Jako dziecko zdawała sobie sprawę, że jest inna od rówieśników, ale nie wiedziała dlaczego. – Nie pamiętam, żeby rodzice kiedykolwiek rozmawiali ze mną o mojej ułomności. Mówili tylko, że jestem chora, ale kiedyś wyzdrowieję – wspomina. Kobieta przyznaje, że czuła się zaniedbywana w dzieciństwie. Rodzina wychodziła z założenia, że nie potrzebuje nowych ubrań, ponieważ i tak całymi dniami siedzi w domu. - Babcia przerabiała moje ubranka na wiele różnych sposobów. Do za krótkich rękawów doszywała fragmenty tych bluzek, które już nie nadawały się do przeróbki. Wiem, że to nie wynikało z braku pieniędzy. Mojej siostrze kupowali nowe ubrania - wspomina.
Gdy spotykam się z Anetą i robimy pierwsze wspólne zdjęcie, kobieta koniecznie chce sprawdzić, jak wyszła. Powodem są zniszczone zęby, których woli nie pokazywać. – W dzieciństwie byłam rzadko myta. Buzia i ręce co drugi dzień. Reszta ciała raz w miesiącu, a włosy tylko na ważniejsze święta. O zębach całkowicie zapominano – przyznaje.
Przyjaciel z internetu
Umówiłyśmy się przed jedną z kawiarni w centrum Warszawy. Wiedziałam, że na spotkaniu pojawi się jeszcze pan Ryszard - wieloletni przyjaciel Anety, który towarzyszył nam w rozmowie. Zbliżając się do celu dostrzegam drobną kobietę na wózku. Podchodzę, witam się i już rozumiem, dlaczego obecność trzeciej osoby jest niezbędna. Zaburzenia mowy u Anety są tak zaawansowane, że z trudem wyłapuję pojedyncze słowa. - Przez długie lata nie rozmawiałam z obcymi. Przy okazji spotkań z rodziną, znajomymi, z kimkolwiek, mama nie chciała być tłumaczem, albo podawała wersję wygodną dla niej – przyznaje.
Pan Ryszard nauczył się rozumieć Anetę i chętnie przekazuje to, co ona ma do powiedzenia. Ich znajomość zaczęła się w internecie. – Trafiłem w sieci na wpis Anety. Pisała, że mieszka w małej miejscowości pod Łodzią i marzy o wycieczce do Warszawy. Postanowiliśmy z żoną spełnić jej prośbę. Podczas zwiedzania okazało się, że ona wie więcej na temat historii miasta niż my. Sądziłem, że będzie to jednorazowe spotkanie, ale nasza przyjaźń trwa już ponad dekadę – mówi z uśmiechem, jednocześnie karmiąc Anetę deserem lodowym.
Ośrodek z piekła rodem
Kilka lat temu kobieta postanowiła wziąć sprawy w swoje ręce i wyprowadziła się z miasteczka. Trochę z chęci, trochę z konieczności. Stan zdrowia jej rodziców pogarszał się, a ona nie chciała trafić w złe miejsce. Wybór padł na ośrodek pomocy społecznej w Żyrardowie. – Na początku nic nie wzbudzało naszych podejrzeń. Miejscowość była pośrodku drogi między Warszawą, a rodzinną wioską Anety. Zarówno ja, jak i jej rodzice, mogliśmy ją swobodnie odwiedzać – wspomina Ryszard.
━━━━━━━━━━━━━━━━━━━━━━━━━━━━━━
* **Cel**
Wypisz dosłownie fragment tekstu o Anecie od słów „Pan Ryszard nauczył” do słów „Anetę deserem lodowym.”. Dane, które występują dalej, stanowią osobny materiał.

* **Fragment danych**
━━━━━━━━━━━━━━━━━━━━━━━━━━━━━━
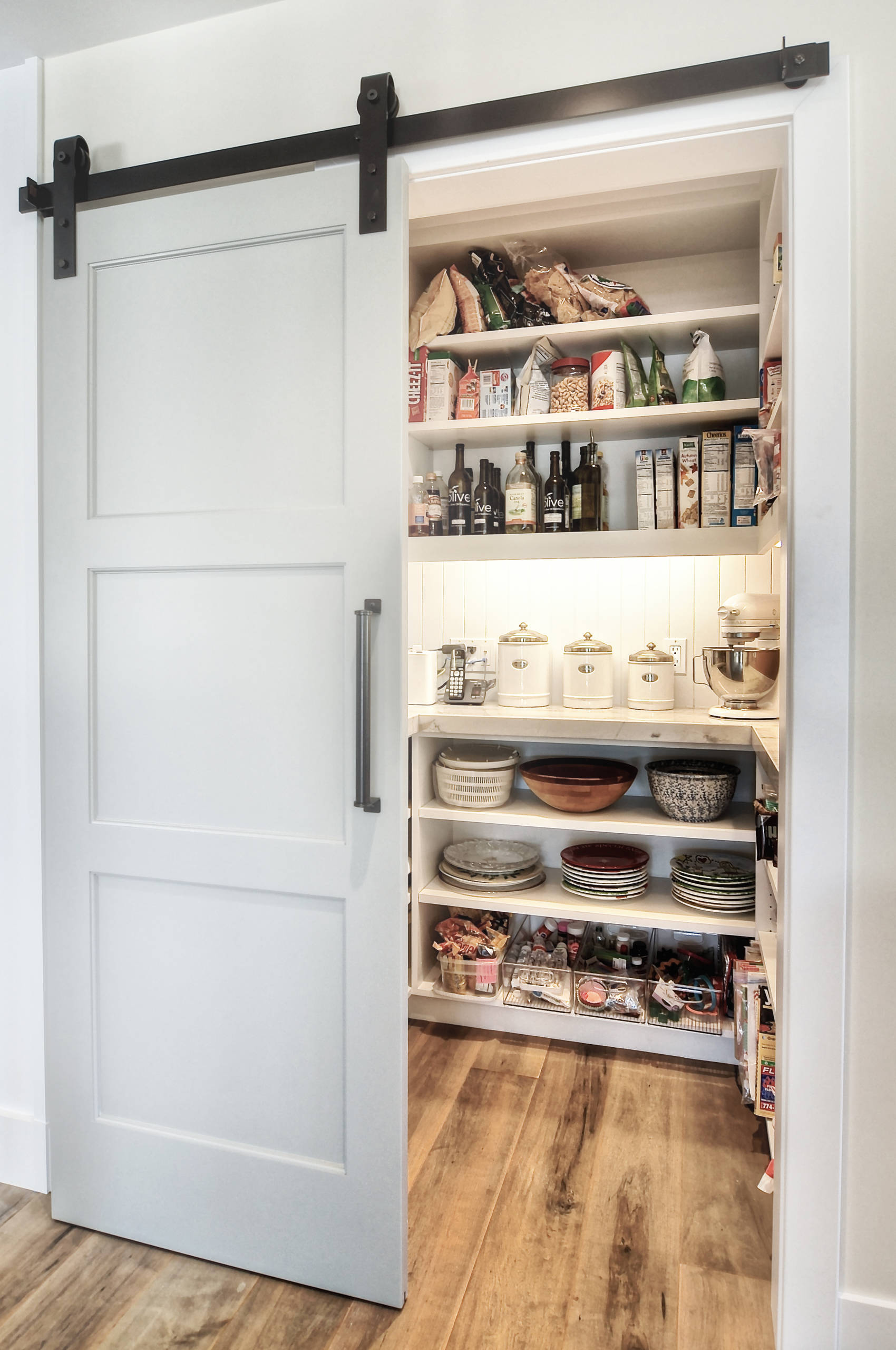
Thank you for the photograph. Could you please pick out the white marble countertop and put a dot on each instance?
(680, 727)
━━━━━━━━━━━━━━━━━━━━━━━━━━━━━━
* **Rozwiązanie pisemne**
Pan Ryszard nauczył się rozumieć Anetę i chętnie przekazuje to, co ona ma do powiedzenia. Ich znajomość zaczęła się w internecie. – Trafiłem w sieci na wpis Anety. Pisała, że mieszka w małej miejscowości pod Łodzią i marzy o wycieczce do Warszawy. Postanowiliśmy z żoną spełnić jej prośbę. Podczas zwiedzania okazało się, że ona wie więcej na temat historii miasta niż my. Sądziłem, że będzie to jednorazowe spotkanie, ale nasza przyjaźń trwa już ponad dekadę – mówi z uśmiechem, jednocześnie karmiąc Anetę deserem lodowym.